Quote from: BearLoverCasually getting screwed every single year.Yeah, that decision is screwed up.
Quote from: adamwQuote from: TrotskySeems to me that HC winning would be a godsend for the committee since it locks down a presumptive patsy and a site. St. Cloud gets the Bemidji 2009 Memorial Reward and goes to Worcester and the committee only has to worry about the 1/4 permutations of the other 3 sites.
It's iron clad that the committee will never cross over a tier line, right? (e.g., they would never move the #4 overall to a 2-seed to duck a North Dakota "4 seed home game." If that's set in stone I don't see a lot of chaos -- just somebody getting inevitably and deterministically well and truly fucked. I would expect that to be the 4. If Mankato sneaks into the 4 I'd practically guarantee it -- Mankato is closer to Sioux Falls than is NoDak (as is, for that matter, St. Cloud. The West is big.).
That is correct - not crossing over is sacrosanct - though I've argued many times it shouldn't be, in extreme cases.
You're right that it's not chaos, in the sense that it makes things obvious about who goes where, but it is messier, for sure. Even if North Dakota doesn't make it, but Holy Cross does ... it means that instead of (relatively) nearby Sioux Falls, St. Cloud will be forced to go to Worcester. We already know St. Cloud can't go to Sioux Falls if North Dakota was there - but Holy Cross' involvement would be an extra scenario where St. Cloud can't go to Sioux Falls.
Quote from: jfeath17While you can't perfectly verify a prediction model, you can get an idea of its performance by separating the past data into training and testing sets. The fact that we are trying to predict probabilities and not simple classification does make it much more difficult to evaluate the performance. For classification problems the predictor is either right or wrong so it is easy to state a accuracy percentage. We however cannot directly observe the outcome probability of some matchup but only outcome of one trial of this matchup. This brings us to what I am attempting to do. By looking at the outcomes of many games with a similar krach predicted winning percentage we can come up with an estimate for the actual winning percentage of a team in this matchup.

(Stored items from a collection)
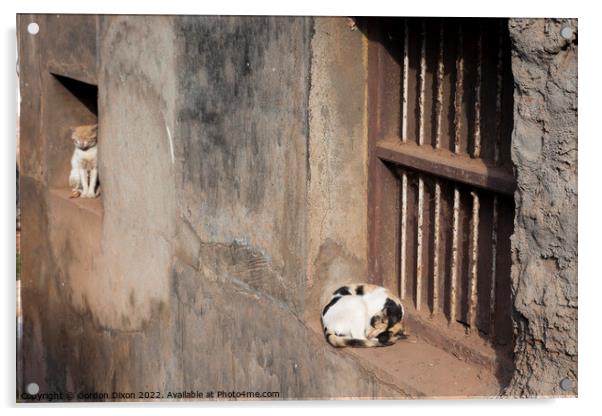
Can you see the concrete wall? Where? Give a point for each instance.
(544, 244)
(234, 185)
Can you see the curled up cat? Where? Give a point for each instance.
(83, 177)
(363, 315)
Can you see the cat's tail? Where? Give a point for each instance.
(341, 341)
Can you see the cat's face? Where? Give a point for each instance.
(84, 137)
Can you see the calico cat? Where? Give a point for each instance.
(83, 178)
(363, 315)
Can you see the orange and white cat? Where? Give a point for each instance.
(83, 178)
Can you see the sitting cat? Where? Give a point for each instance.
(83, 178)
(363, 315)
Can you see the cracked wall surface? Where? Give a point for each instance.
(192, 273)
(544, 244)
==
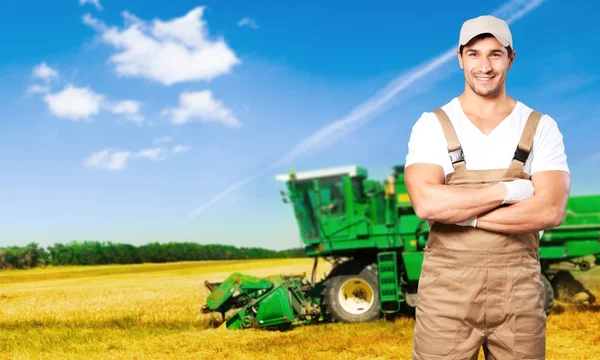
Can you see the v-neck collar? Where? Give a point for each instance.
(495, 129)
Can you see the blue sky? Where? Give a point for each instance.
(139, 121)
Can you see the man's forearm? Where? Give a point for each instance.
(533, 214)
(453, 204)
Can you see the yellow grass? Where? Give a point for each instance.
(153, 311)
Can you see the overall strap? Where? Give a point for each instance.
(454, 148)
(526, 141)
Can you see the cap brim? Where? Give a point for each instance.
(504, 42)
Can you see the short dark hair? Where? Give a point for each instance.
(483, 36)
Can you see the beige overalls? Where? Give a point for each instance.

_YOUR GOAL:_ In the forum thread on tournament seeding, which site is Mankato said to be closer to than North Dakota is?

_WRITTEN ANSWER:_ Sioux Falls.